WHAT NEEDS TO BE DONE —
Quote only the lines that start at the line with "Mark one point on every instance of the farmland" and run to the end of the entries; omit the pictures.

Excerpt from a dataset:
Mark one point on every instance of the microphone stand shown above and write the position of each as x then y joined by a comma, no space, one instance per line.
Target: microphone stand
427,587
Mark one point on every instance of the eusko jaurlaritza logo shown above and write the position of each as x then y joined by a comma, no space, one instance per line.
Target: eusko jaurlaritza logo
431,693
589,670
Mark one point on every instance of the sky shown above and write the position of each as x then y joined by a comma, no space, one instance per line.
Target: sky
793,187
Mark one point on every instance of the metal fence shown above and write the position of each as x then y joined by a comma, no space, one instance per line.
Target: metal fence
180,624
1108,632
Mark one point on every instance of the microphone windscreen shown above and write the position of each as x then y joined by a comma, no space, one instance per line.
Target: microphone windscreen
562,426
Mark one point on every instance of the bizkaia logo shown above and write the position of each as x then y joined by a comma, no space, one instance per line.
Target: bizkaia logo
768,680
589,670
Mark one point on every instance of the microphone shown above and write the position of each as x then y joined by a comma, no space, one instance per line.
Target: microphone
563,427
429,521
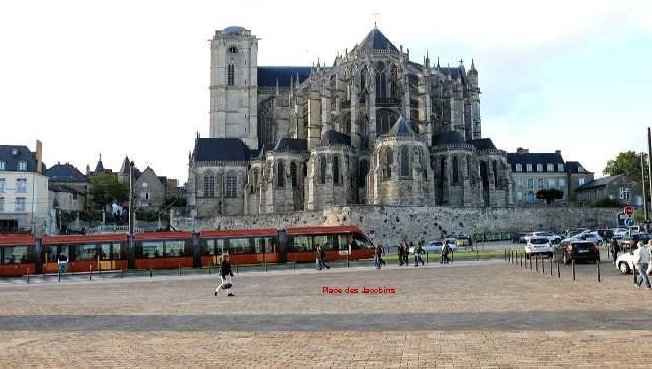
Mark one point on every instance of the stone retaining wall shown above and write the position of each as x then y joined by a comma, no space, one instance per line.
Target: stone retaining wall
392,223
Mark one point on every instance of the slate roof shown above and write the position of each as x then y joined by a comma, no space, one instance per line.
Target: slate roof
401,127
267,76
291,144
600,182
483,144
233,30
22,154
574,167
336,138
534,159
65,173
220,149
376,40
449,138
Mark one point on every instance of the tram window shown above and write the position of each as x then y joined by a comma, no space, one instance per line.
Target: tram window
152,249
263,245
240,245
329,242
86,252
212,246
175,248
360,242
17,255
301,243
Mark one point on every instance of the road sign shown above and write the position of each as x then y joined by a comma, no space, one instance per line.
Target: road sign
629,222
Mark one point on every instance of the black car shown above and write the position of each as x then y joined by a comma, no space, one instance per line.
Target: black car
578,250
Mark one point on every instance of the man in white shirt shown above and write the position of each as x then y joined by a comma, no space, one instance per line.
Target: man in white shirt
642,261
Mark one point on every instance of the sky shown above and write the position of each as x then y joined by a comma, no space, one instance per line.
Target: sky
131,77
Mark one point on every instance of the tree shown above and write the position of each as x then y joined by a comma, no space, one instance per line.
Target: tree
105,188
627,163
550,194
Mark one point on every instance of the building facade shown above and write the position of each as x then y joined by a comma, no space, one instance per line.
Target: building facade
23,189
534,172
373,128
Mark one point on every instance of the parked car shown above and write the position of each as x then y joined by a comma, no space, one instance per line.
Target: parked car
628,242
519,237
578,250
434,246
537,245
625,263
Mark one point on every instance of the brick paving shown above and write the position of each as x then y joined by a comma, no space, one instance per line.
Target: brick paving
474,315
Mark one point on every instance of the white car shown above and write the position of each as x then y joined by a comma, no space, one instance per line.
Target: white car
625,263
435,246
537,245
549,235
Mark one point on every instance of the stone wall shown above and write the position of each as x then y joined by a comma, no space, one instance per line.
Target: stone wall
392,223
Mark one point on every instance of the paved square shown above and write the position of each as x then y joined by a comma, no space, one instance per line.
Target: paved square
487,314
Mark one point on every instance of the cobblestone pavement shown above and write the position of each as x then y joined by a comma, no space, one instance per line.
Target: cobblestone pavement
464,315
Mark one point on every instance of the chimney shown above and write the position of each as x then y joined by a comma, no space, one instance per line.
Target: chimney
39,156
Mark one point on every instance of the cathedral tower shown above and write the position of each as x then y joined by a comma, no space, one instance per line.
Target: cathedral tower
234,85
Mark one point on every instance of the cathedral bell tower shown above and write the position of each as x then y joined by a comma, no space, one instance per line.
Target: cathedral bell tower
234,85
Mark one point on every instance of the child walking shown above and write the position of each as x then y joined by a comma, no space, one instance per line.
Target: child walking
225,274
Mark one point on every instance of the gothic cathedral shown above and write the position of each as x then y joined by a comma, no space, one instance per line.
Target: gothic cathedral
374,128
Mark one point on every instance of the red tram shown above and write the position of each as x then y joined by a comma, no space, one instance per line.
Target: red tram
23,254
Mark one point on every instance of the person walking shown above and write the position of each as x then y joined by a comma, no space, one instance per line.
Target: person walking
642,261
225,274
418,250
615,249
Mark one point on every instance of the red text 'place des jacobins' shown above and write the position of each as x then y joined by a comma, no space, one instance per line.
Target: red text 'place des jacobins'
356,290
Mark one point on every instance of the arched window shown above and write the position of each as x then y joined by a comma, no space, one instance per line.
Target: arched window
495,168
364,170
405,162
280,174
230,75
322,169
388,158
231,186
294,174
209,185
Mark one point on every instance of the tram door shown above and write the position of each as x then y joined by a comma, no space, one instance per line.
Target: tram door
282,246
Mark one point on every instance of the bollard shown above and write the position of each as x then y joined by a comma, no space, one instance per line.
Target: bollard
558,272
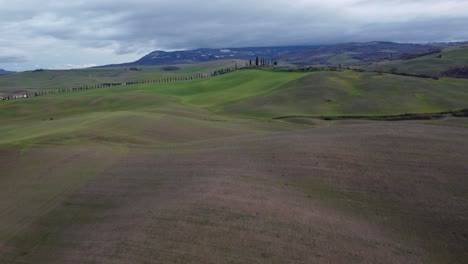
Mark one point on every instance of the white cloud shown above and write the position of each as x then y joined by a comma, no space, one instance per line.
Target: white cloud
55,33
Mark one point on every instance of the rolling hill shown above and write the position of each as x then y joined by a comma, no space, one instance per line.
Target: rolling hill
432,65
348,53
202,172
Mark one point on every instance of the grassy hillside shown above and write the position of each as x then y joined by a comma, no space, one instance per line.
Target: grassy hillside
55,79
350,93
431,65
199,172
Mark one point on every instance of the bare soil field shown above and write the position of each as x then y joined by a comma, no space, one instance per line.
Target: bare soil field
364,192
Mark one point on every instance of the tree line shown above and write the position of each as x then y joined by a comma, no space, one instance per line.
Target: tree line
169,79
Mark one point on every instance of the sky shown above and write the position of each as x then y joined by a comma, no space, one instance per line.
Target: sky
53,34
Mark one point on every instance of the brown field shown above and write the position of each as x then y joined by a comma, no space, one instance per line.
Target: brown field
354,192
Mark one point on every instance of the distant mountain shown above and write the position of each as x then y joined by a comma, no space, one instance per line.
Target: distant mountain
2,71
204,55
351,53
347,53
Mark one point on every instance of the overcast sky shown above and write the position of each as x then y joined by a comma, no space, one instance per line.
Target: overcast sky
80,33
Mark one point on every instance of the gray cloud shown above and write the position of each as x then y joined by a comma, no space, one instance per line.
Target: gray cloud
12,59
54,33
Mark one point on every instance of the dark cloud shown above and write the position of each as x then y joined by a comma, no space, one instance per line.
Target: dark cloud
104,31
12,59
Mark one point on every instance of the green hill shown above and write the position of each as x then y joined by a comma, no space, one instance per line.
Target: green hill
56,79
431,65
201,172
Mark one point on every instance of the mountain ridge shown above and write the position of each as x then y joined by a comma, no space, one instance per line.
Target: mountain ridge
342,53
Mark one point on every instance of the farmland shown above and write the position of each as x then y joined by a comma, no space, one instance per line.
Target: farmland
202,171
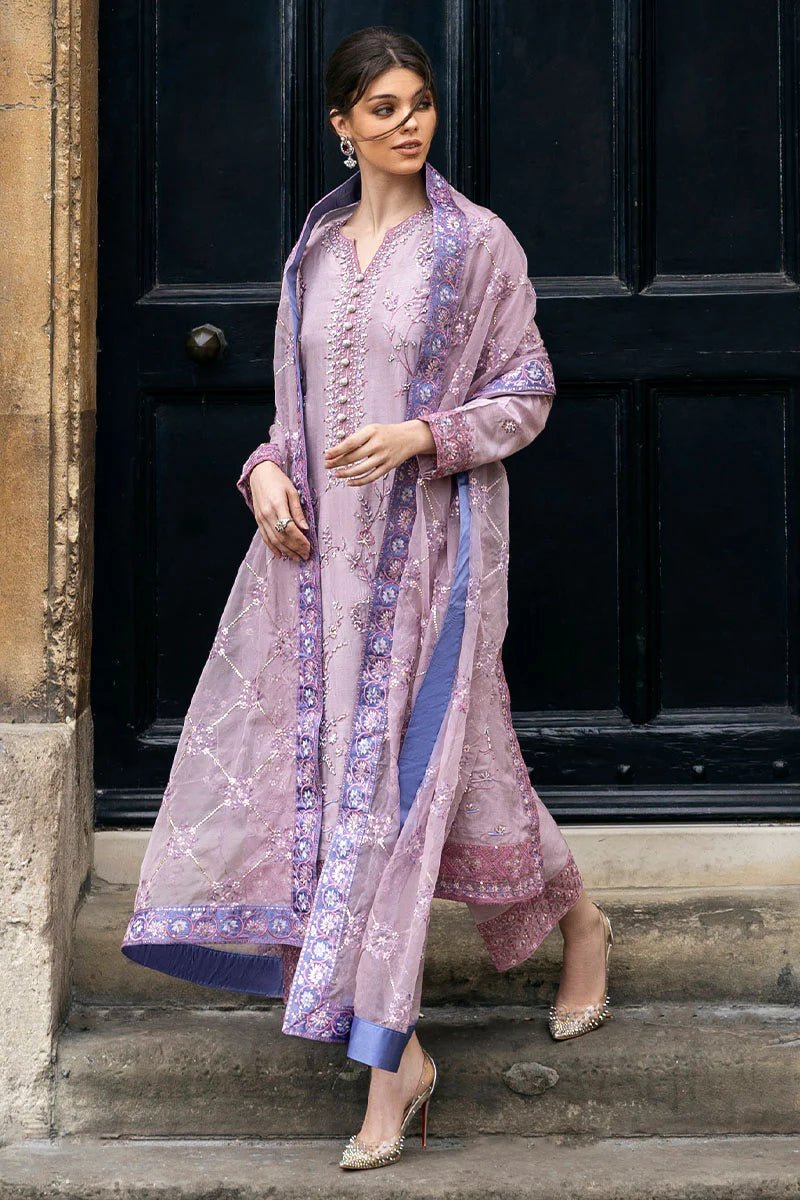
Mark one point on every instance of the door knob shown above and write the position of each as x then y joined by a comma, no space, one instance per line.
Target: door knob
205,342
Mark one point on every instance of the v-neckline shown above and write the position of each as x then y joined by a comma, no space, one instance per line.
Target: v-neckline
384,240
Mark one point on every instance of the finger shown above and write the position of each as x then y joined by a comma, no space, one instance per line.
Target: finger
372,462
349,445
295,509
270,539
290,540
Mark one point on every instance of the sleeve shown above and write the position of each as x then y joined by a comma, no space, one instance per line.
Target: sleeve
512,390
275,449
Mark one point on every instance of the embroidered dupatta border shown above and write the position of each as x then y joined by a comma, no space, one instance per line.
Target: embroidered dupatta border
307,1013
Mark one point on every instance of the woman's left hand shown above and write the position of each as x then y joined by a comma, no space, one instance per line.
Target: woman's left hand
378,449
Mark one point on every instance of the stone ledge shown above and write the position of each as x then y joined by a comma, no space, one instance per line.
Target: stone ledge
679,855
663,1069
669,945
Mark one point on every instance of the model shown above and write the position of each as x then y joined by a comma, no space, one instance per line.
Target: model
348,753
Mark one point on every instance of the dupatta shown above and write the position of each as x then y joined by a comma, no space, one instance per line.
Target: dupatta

SOLUTION TO THE PROBLEM —
Mark one point on every instance of the farmland shown above and write the position of each as x then y joined by a comma, no space, one instance per line.
Target: farmland
202,171
Mark one point on every instance of the door knob shown above and write the position of each as x then y joined by a comma, no space, one instance per line.
Target: door knob
205,342
Mark one point on every instance of the v-neckline shown above and write the position of each as x then y joined by a comma, no space, one instance per line.
Target: v-neckline
384,240
Mark one point on every instance of the finger shown above and write the position of each as x then y joined by a comma, no space, one instance per line.
Target: finger
372,462
349,445
295,509
270,539
290,540
Mark one point on every instance of the sleeve shown above and write the position of each as x then y joined by a comma, no space, one instance per line.
Target: sleeve
512,390
275,449
Mark one point on every instance of the embroidered dupatta border shown above and write the position of each as x then y joined by a comma, no space, one instance per line.
Target: embroidered dupatta border
307,1013
Mark one point on every instance of the woman's left hand shown above and write the position of each as x then y joined by a comma, no space, one instance per line.
Target: woman's left hand
378,449
Mark one point on every instance of the stone ledge shown above and write the position of each as x then y joined by a comma, no space, one instance per line.
Target: stone ledge
679,855
663,1069
669,945
Mark one point on every instance of the model shown above and write the position of each as x then y joined by a comma, no space, one instance per line.
Target: model
348,753
Mark one point on every instance of the dupatta shown above and write the position of each as x then y joined by a comma, no space, one instance per line.
Target: dupatta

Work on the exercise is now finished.